(Instructions to follow)
In the items below, copy out the lines word for word, starting with the line that contains "Return the mask of every instance of the blurred" and stopping after the line that contains "Outlines of the blurred".
..........
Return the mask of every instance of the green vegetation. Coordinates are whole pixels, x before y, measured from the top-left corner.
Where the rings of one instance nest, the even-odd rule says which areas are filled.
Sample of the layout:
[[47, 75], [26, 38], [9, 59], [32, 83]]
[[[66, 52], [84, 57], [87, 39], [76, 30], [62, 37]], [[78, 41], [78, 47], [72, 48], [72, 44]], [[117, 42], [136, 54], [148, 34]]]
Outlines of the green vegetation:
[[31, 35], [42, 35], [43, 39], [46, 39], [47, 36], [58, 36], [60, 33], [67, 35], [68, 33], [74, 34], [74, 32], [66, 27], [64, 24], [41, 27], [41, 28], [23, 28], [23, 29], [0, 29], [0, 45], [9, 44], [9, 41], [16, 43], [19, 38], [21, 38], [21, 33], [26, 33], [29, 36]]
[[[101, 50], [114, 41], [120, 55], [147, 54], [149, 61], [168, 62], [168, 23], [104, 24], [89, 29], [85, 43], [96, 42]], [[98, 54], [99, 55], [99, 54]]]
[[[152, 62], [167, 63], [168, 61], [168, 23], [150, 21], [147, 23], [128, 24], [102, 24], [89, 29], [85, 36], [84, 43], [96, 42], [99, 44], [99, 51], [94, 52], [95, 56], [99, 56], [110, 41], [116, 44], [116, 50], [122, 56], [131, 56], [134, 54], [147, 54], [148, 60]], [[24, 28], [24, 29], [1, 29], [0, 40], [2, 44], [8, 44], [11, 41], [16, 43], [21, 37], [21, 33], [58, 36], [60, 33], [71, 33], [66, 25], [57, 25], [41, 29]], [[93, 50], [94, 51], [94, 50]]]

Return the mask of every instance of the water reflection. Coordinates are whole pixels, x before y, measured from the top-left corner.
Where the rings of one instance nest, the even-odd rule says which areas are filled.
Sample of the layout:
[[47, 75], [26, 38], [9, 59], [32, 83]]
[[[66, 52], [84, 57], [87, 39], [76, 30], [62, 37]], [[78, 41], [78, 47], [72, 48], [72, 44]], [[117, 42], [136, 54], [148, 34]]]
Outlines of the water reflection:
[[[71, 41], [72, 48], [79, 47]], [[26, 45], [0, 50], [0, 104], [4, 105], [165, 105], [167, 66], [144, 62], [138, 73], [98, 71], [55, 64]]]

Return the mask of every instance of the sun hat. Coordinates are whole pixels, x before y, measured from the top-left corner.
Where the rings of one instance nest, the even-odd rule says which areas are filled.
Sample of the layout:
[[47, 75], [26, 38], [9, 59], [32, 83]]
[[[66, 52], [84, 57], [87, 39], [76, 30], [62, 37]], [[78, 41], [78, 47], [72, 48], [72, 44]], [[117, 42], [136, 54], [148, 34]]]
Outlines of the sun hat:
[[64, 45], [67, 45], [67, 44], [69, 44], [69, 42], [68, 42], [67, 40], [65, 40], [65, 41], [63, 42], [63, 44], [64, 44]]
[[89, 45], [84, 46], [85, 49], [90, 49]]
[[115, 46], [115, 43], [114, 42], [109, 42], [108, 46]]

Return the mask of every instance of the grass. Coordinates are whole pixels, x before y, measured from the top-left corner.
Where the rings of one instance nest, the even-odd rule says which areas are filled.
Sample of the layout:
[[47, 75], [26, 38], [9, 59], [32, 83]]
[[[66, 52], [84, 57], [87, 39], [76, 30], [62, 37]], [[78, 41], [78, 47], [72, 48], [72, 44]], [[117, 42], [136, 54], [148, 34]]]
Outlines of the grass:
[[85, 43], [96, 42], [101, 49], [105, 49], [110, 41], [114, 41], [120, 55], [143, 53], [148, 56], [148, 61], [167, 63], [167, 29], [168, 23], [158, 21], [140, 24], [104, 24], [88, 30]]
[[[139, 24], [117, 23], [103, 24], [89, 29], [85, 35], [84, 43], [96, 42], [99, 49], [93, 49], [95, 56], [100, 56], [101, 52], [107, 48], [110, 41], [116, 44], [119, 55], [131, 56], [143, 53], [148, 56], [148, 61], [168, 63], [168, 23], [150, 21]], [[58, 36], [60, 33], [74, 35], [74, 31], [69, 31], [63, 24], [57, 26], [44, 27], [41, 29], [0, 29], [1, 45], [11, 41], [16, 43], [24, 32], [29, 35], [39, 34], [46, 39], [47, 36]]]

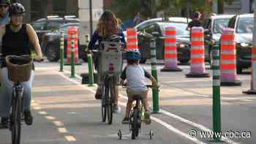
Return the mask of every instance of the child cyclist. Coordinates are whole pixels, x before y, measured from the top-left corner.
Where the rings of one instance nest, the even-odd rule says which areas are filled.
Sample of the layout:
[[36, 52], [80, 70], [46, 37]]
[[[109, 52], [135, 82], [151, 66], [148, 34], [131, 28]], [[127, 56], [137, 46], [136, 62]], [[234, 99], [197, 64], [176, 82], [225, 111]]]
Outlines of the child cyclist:
[[129, 124], [129, 115], [133, 102], [132, 96], [135, 94], [140, 94], [143, 96], [142, 102], [145, 108], [145, 123], [149, 124], [151, 119], [148, 111], [148, 88], [146, 86], [145, 77], [150, 79], [152, 81], [152, 85], [156, 87], [157, 81], [140, 66], [140, 53], [138, 50], [128, 50], [125, 53], [124, 57], [127, 60], [127, 66], [121, 72], [121, 83], [124, 85], [124, 80], [127, 80], [128, 102], [125, 117], [122, 123]]

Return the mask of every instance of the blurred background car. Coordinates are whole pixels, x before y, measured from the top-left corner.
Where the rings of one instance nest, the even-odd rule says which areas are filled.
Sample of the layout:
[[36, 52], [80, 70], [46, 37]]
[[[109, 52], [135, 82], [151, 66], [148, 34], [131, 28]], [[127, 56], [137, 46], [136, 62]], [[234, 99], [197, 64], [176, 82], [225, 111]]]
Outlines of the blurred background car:
[[49, 15], [46, 18], [37, 20], [31, 23], [35, 30], [39, 42], [41, 44], [42, 36], [48, 33], [58, 29], [59, 26], [68, 23], [79, 23], [79, 19], [75, 15], [66, 15], [60, 18], [58, 15]]
[[251, 67], [254, 15], [236, 15], [228, 22], [228, 27], [235, 29], [236, 71], [241, 74], [243, 69]]
[[[65, 23], [59, 27], [58, 29], [46, 33], [43, 35], [42, 41], [42, 51], [49, 61], [58, 61], [60, 58], [60, 37], [61, 32], [64, 36], [64, 57], [67, 56], [67, 30], [69, 26], [79, 28], [79, 23]], [[78, 58], [86, 61], [86, 55], [83, 48], [79, 45], [78, 40]]]

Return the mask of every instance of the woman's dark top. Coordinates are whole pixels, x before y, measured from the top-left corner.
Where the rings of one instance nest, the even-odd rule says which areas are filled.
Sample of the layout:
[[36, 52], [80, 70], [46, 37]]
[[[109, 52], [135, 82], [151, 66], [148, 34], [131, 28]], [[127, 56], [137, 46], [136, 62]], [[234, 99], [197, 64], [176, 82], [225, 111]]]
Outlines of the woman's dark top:
[[[125, 44], [124, 34], [124, 33], [123, 33], [121, 29], [119, 30], [119, 32], [118, 32], [118, 35], [121, 37], [121, 42], [124, 42]], [[95, 46], [95, 43], [97, 41], [99, 43], [100, 42], [102, 41], [102, 39], [103, 38], [99, 35], [98, 31], [95, 30], [95, 31], [94, 33], [94, 35], [92, 36], [91, 39], [91, 41], [90, 41], [90, 42], [89, 44], [89, 48], [90, 50], [94, 50], [94, 46]]]
[[[26, 24], [23, 24], [21, 29], [17, 32], [11, 30], [10, 24], [6, 25], [5, 34], [3, 36], [2, 42], [3, 58], [5, 58], [5, 56], [8, 55], [31, 55]], [[6, 67], [6, 62], [3, 61], [1, 67]]]

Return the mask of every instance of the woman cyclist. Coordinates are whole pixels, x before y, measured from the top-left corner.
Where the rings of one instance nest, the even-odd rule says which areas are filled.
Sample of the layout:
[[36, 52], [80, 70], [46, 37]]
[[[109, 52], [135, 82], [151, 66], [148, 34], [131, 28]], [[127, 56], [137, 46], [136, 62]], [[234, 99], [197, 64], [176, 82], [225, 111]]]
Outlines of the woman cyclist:
[[[26, 10], [20, 3], [13, 3], [9, 8], [10, 23], [0, 26], [0, 36], [2, 36], [2, 55], [3, 58], [8, 55], [31, 55], [29, 44], [34, 48], [37, 60], [42, 60], [41, 48], [38, 37], [29, 24], [23, 23], [23, 17]], [[10, 112], [11, 97], [13, 83], [8, 79], [7, 69], [5, 61], [1, 66], [1, 80], [0, 94], [0, 116], [2, 118], [2, 124], [7, 124]], [[30, 110], [31, 99], [31, 85], [34, 80], [34, 71], [32, 70], [29, 81], [21, 83], [23, 86], [24, 98], [24, 119], [27, 125], [31, 125], [33, 117]]]
[[[94, 49], [95, 43], [98, 42], [99, 43], [104, 40], [105, 37], [112, 35], [119, 35], [121, 37], [121, 41], [125, 44], [124, 35], [120, 29], [118, 20], [115, 15], [109, 10], [105, 11], [102, 15], [100, 16], [99, 23], [97, 26], [94, 35], [89, 44], [89, 48], [90, 50]], [[98, 69], [98, 58], [94, 57], [94, 67], [95, 69]], [[101, 80], [98, 82], [98, 88], [96, 92], [95, 97], [97, 99], [101, 98], [101, 88], [102, 85], [102, 81]], [[115, 111], [119, 113], [121, 111], [120, 107], [118, 105], [118, 88], [116, 86], [116, 100], [115, 100]]]

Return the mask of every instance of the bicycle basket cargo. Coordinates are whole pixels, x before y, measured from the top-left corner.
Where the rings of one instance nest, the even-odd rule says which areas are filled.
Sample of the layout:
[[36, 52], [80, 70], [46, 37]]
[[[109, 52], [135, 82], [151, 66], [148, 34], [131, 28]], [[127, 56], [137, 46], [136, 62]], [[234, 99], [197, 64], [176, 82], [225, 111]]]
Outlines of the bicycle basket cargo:
[[8, 78], [12, 82], [29, 81], [33, 67], [30, 56], [7, 56], [5, 58]]
[[122, 70], [121, 45], [118, 42], [101, 42], [104, 47], [100, 53], [99, 72], [105, 75], [118, 74]]

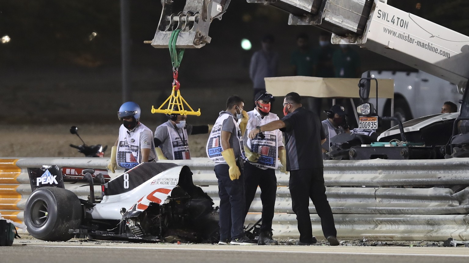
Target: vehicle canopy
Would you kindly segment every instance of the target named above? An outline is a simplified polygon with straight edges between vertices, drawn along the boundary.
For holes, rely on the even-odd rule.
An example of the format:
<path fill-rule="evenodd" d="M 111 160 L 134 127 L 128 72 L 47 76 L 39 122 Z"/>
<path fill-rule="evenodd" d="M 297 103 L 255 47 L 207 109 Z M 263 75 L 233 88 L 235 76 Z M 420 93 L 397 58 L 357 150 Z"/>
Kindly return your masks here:
<path fill-rule="evenodd" d="M 296 92 L 302 96 L 317 98 L 348 98 L 355 109 L 353 99 L 360 98 L 358 82 L 360 79 L 346 78 L 318 78 L 306 76 L 289 76 L 265 78 L 265 89 L 273 96 L 285 96 L 289 92 Z M 380 79 L 378 82 L 378 97 L 391 99 L 391 116 L 394 112 L 394 80 Z M 376 83 L 371 81 L 369 101 L 372 103 L 376 97 Z M 377 105 L 375 105 L 375 107 Z M 358 122 L 358 116 L 354 110 Z"/>
<path fill-rule="evenodd" d="M 360 98 L 358 78 L 318 78 L 290 76 L 265 78 L 265 88 L 274 96 L 284 96 L 295 92 L 302 96 L 317 98 Z M 394 98 L 394 80 L 378 79 L 378 98 Z M 376 84 L 371 82 L 370 98 L 376 97 Z"/>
..........
(Expected output)
Return the mask of every instance of the blurred background car. Coordinates are whole pixels, x before y, measured from the top-left corner.
Where the rings of one instance nest, the even-odd rule says which areas are filled.
Sample of the layout:
[[36, 52], [80, 70], [46, 37]]
[[[109, 52], [135, 82], [151, 66], [148, 34], [131, 28]], [[127, 56], [137, 46], [136, 62]], [[234, 99], [197, 64], [176, 82], [225, 111]]]
Outlines of the blurred background car:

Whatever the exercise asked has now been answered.